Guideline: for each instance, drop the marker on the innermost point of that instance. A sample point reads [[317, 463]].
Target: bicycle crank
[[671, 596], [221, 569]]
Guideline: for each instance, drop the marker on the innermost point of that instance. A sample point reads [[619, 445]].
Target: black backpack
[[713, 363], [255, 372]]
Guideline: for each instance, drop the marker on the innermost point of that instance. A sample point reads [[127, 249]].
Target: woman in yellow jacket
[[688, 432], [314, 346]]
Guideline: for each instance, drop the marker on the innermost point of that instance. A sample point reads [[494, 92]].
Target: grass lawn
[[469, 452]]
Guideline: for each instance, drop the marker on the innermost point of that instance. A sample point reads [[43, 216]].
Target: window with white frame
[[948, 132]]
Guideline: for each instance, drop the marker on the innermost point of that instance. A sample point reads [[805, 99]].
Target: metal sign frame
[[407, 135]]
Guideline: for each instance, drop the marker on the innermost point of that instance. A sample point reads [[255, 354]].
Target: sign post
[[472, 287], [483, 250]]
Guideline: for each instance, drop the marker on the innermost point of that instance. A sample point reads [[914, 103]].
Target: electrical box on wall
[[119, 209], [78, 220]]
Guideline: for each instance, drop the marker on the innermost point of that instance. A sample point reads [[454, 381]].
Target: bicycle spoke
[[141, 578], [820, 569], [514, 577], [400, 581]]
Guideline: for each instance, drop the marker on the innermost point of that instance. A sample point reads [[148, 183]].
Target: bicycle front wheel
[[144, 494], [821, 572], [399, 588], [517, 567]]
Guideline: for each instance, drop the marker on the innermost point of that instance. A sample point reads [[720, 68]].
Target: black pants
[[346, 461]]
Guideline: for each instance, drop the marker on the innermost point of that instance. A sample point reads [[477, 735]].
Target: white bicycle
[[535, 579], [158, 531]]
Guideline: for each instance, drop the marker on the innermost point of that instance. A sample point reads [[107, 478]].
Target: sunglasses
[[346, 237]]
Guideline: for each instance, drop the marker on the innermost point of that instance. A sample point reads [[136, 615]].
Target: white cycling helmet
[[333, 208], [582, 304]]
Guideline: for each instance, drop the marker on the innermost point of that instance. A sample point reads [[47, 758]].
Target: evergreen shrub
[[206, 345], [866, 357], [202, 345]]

= TASK OBJECTIVE =
Copy all the entries verbatim.

= RESPONSE TO THE TASK =
Guideline: for each instance, drop the marker on the innermost point of that instance. A sample point reads [[317, 463]].
Target: bicycle crank
[[671, 596], [221, 569]]
Guideline: for each instance, drop the marker on the innermost point of that instance. A sample point reads [[619, 445]].
Target: black backpack
[[713, 363], [255, 372]]
Guideline: for each instance, drop the marker on the innermost point of that instance. A sample point reads [[127, 249]].
Target: woman in yellow jacket
[[688, 432], [314, 346]]
Guideline: for each instance, drop the marker on the innermost point of that instance. A sample point reads [[494, 92]].
Target: grass lawn
[[469, 452]]
Guideline: for each instance, drop the marker on the innermost point of that instance. A sample point reads [[43, 216]].
Target: window with white frame
[[948, 132]]
Guideline: for each instance, drop the marker on the innermost point of that instance. A sample point reads [[805, 99]].
Target: metal sign frame
[[407, 135]]
Guideline: for each instance, drop the marker on the innermost point of that instance. A sample point reads [[255, 354]].
Target: sign post
[[472, 287], [483, 250]]
Guideline: for each instance, drop the marker on the innermost point of that instance. A sample point reads [[914, 103]].
Target: electrical box on wall
[[119, 209], [78, 220]]
Guideline: for each instance, drop the marker on the innermost point of that instance. A sample point reads [[454, 381]].
Target: bicycle spoke
[[141, 578], [820, 569], [514, 577], [400, 581]]
Guideline: for each instance, drop the marker on the innermost point of that instance. A sample point reads [[148, 183]].
Target: bicycle front wheel
[[144, 494], [821, 572], [399, 588], [517, 567]]
Guideline: for each instance, drop the marker on the innermost point of that instance. A sample point reads [[720, 68]].
Target: black pants
[[346, 461]]
Guideline: for each instance, drop the marker on the innermost point of that instance. A sample point reads [[477, 735]].
Target: white bicycle
[[535, 579], [158, 531]]
Guideline: for each instance, drop the marker on the innermost point of that instance. A sample point reads [[107, 478]].
Target: sunglasses
[[346, 237]]
Guideline: for each instance, drop the marker on the innermost point of that instance. A sample point reads [[136, 615]].
Target: white cycling helmet
[[333, 208], [582, 304]]
Guideline: for each instance, drop the marker on the innermost point of that instance. A sample point reads [[47, 758]].
Target: evergreen shrub
[[206, 345], [866, 357], [202, 345]]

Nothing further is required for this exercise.